* Work request A *
In the passage on tobacco 21 policies, how much did cigarette sales in Hawaii drop after the state's tobacco 21 law?
* Work request B *
Summarize the passage on tobacco 21 policies in two sentences.
* Work request C *
Resume the passage on tobacco 21 policies, picking up after its final sentence.

* Document text *
These policies don’t just inhibit 18 or 19-year-olds from smoking. Tobacco 21 policies can also prevent smoking uptake in younger teens by limiting the number of people in their peer group who can legally purchase cigarettes or other tobacco products for them. While 16-year-olds might have 18- or 19-year-old friends who could buy them cigarettes, they are less likely to have friends in their 20s who would be willing to do the same. Such a policy effectively also means there will no longer be any high school students who can legally buy cigarettes.
Evidence for Tobacco 21 Policies
Research done on the effectiveness of tobacco 21 policies shows that they are effective at curtailing youth smoking. One analysis found that tobacco 21 policies covering an entire metropolitan statistical area could lower smoking rates among 18 to 20-year-olds in that area by 3.1 percentage points. Research done in Hawaii found the state’s tobacco 21 law led to a 4.4 percent drop in cigarette sales and a drop in the market share of menthol products, which are preferred by teens and young adults.
Data out of Needham, Massachusetts showed that smoking among teenagers dropped significantly — from 13% to 7% — after the law was enacted, demonstrating a greater decrease than was seen in comparison communities without tobacco 21 policies. Similarly, one study found that tobacco 21 laws reduced the odds of smoking by 39% among 18 to 20-year-olds who had ever tried smoking or electronic cigarettes. The relationship was particularly strong among study participants whose friends smoked or used e-cigarettes at age 16.
In 2015, the U.S. Institute of Medicine (now called the National Academies of Sciences, Engineering, and Medicine; Health and Medicine Division) published a report on the public health implications of raising the minimum age of sale for tobacco products to 21. Modeling in the report suggested such policies could prevent an estimated 249,000 premature deaths for those born in the U.S. between the years 2000 and 2019.
Like other tobacco control policies, the effectiveness of tobacco 21 policies relies heavily on their enforcement. A population-based prospective cohort survey conducted in Southern California, for example, found negligible differences in cigarette use before and after the state’s tobacco 21 policy went into effect. The majority of 18-19-year-old cigarette or e-cigarette users surveyed reported no retailers had refused to sell them tobacco products, despite them being under the legal age of sale. Study authors theorized this non-compliance among retailers could be due to a lack of trust in regulatory agencies, infrequent compliance checks by law enforcement, or lack of knowledge about changes to the legal minimum age of sale.

* Recorded data *
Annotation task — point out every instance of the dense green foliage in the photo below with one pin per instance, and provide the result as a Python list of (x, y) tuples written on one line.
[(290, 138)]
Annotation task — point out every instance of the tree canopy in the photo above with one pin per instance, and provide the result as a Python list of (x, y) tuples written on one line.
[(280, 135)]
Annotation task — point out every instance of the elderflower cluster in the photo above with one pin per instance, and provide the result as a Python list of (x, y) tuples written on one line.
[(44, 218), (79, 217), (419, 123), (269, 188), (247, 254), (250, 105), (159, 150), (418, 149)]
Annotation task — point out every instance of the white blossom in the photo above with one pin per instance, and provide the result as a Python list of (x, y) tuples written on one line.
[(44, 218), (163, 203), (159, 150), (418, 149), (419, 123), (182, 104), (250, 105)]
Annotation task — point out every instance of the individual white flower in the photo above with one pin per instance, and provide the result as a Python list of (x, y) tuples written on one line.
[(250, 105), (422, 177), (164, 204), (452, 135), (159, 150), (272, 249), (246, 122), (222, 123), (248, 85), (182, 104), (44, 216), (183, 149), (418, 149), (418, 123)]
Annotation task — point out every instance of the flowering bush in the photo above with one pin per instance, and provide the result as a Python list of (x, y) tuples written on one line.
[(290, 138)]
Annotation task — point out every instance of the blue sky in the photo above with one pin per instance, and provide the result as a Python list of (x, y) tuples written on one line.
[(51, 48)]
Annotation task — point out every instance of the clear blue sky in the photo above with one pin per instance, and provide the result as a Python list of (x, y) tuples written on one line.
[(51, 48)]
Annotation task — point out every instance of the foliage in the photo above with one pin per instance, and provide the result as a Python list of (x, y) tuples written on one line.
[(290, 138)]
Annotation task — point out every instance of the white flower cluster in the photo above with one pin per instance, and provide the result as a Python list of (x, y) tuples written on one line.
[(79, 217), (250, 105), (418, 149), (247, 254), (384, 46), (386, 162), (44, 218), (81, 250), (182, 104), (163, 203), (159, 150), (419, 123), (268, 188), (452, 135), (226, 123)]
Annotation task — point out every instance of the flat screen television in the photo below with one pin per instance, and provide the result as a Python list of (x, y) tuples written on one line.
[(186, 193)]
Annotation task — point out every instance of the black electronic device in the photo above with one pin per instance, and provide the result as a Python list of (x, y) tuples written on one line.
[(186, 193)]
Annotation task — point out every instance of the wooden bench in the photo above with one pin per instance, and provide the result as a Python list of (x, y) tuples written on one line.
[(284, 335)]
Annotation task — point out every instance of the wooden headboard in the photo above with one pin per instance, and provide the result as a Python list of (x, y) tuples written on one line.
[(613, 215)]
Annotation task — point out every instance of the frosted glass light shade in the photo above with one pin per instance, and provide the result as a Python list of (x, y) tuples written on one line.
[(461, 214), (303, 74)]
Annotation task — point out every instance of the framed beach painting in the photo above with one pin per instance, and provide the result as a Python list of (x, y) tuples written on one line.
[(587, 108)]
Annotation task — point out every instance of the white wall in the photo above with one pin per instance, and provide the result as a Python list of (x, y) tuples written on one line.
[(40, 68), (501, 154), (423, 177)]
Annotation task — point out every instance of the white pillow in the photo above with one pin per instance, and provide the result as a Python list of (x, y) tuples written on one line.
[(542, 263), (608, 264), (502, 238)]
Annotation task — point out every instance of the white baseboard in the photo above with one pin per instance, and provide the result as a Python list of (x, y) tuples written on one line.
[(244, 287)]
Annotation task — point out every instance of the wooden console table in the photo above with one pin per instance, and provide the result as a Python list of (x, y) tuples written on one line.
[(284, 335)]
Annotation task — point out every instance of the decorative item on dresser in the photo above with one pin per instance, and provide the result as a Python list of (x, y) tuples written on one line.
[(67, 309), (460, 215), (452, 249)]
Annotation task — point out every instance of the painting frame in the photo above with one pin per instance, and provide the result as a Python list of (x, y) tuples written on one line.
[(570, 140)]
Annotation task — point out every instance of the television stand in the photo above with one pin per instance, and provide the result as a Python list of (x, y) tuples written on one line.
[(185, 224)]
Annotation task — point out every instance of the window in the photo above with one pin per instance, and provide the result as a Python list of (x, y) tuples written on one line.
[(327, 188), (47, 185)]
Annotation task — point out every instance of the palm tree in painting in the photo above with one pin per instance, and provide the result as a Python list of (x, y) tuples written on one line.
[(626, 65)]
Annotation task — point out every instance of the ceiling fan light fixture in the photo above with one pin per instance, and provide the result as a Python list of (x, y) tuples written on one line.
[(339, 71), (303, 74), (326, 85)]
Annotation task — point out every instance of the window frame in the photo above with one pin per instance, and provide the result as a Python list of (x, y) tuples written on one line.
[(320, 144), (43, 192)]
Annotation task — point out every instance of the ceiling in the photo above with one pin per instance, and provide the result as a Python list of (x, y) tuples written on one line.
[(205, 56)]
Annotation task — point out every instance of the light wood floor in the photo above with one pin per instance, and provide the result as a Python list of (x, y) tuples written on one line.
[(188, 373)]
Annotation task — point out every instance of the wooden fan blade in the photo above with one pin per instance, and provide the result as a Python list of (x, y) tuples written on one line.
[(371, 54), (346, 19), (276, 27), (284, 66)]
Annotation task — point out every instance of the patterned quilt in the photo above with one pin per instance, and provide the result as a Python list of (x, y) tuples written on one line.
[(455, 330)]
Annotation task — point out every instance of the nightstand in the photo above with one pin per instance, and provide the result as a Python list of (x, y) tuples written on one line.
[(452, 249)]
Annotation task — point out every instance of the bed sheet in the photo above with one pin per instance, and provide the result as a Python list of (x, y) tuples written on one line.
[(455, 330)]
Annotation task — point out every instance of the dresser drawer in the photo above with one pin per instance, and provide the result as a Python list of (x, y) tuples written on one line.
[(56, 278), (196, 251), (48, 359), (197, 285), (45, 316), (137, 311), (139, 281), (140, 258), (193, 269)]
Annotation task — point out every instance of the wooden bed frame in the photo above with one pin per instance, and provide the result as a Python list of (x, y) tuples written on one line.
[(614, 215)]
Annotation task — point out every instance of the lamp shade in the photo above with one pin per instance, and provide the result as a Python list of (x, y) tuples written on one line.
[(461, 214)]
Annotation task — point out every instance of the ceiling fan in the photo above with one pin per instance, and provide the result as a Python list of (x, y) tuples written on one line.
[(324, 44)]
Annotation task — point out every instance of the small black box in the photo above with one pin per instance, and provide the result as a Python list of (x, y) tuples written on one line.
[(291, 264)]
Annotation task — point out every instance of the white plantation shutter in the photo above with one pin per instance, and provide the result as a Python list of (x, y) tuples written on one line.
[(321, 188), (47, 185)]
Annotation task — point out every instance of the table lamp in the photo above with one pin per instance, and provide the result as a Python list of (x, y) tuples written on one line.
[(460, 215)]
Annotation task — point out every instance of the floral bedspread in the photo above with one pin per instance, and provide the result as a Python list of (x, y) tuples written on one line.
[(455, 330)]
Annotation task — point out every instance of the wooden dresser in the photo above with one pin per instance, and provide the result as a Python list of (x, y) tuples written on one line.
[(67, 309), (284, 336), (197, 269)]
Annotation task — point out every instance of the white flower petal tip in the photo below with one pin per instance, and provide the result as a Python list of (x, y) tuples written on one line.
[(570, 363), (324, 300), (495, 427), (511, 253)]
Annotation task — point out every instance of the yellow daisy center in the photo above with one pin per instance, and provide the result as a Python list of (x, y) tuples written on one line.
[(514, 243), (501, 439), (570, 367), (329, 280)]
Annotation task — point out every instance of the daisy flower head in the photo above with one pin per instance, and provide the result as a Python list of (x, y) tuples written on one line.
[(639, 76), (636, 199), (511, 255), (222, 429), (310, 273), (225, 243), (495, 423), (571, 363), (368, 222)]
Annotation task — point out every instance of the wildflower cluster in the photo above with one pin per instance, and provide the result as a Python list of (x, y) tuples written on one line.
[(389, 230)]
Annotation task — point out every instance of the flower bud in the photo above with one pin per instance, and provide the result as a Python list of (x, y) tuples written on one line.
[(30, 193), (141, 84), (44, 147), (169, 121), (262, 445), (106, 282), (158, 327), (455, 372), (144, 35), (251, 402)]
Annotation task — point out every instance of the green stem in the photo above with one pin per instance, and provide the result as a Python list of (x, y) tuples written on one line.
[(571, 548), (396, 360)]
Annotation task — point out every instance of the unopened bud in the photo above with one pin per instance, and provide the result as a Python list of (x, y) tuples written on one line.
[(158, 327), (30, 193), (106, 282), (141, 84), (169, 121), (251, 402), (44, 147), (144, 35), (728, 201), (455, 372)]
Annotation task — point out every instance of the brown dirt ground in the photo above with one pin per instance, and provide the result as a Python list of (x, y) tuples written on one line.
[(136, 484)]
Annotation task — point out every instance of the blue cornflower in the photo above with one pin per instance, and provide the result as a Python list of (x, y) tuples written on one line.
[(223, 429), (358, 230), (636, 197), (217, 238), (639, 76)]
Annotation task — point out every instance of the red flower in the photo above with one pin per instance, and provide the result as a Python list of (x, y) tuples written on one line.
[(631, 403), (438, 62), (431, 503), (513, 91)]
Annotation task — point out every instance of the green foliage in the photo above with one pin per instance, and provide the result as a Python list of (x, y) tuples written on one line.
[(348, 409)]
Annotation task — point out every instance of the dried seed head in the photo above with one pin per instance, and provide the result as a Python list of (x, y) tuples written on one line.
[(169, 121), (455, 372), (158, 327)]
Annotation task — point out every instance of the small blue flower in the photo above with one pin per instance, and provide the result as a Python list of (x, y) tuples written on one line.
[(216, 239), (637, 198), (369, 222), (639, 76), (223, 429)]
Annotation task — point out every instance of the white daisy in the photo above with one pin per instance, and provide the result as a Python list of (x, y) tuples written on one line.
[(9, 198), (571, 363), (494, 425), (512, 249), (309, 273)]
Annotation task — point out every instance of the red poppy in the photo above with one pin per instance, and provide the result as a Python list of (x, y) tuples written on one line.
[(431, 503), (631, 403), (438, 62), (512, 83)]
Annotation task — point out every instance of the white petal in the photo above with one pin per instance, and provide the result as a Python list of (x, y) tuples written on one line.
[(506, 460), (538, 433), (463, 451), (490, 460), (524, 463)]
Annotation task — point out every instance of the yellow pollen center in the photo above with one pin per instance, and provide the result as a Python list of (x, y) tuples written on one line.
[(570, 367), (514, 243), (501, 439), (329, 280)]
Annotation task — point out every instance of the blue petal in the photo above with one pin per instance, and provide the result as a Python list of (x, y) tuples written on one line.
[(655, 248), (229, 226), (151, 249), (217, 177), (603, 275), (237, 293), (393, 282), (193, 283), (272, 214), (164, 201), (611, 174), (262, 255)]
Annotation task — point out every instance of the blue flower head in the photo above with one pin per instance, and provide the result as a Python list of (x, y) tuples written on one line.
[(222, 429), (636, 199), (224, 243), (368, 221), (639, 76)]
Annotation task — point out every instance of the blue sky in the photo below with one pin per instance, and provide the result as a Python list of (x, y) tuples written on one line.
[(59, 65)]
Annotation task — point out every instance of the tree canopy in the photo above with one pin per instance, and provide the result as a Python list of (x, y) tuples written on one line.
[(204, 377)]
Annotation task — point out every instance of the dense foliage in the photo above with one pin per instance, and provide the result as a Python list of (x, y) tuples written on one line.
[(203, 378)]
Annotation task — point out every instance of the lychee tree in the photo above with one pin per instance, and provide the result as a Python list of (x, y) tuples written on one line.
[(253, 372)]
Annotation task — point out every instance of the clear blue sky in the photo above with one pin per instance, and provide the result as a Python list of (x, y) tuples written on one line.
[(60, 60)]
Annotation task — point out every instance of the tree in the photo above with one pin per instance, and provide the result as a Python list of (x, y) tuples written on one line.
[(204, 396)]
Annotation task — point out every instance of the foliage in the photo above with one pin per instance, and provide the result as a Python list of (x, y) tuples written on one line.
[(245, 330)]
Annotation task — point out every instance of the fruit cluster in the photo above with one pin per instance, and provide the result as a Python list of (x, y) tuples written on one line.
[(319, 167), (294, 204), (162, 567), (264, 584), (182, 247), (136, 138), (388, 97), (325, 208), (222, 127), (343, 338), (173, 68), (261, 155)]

* Exercise response A *
4.4 percent.

* Exercise response B *
Tobacco 21 policies curb smoking among 18- to 20-year-olds and also among younger teens, who are less likely to have friends in their 20s willing to buy tobacco for them, and studies from Hawaii, Needham, Massachusetts, and elsewhere show drops in youth smoking and sales. Their effectiveness depends heavily on enforcement, as a Southern California survey found negligible change in cigarette use because most underage users reported that no retailer had refused to sell to them.

* Exercise response C *
Key Considerations for Tobacco 21 Policies
While the evidence supporting tobacco 21 laws is encouraging, it’s crucial such policies adhere to best practices and be well defined, strictly enforced, and used in conjunction with other effective strategies aimed at preventing youth tobacco use.
Policymakers considering or evaluating tobacco 21 policies should use clear, broad definitions for what constitutes tobacco products — including not just cigarettes or cigars, but also e-cigarette and e-liquids, water pipe , and smokeless tobacco — so as not to provide loopholes that would lessen the effectiveness of the policy.
Likewise, laws should specify who will enforce the policy and how and when it will be enforced. Tobacco 21 policies should target retailers rather than individual tobacco users by imposing penalties or revoking retail licenses for retailers selling to those under age 21.
Lastly, despite strong evidence for raising the minimum age of sale to 21, such policies alone are insufficient to eliminate youth tobacco use. They should be implemented alongside other effective prevention strategies, such as tobacco taxes that raise the price of products, smoke-free laws that create smoke-free places and change social norms, and prohibitions on point-of-sale advertising.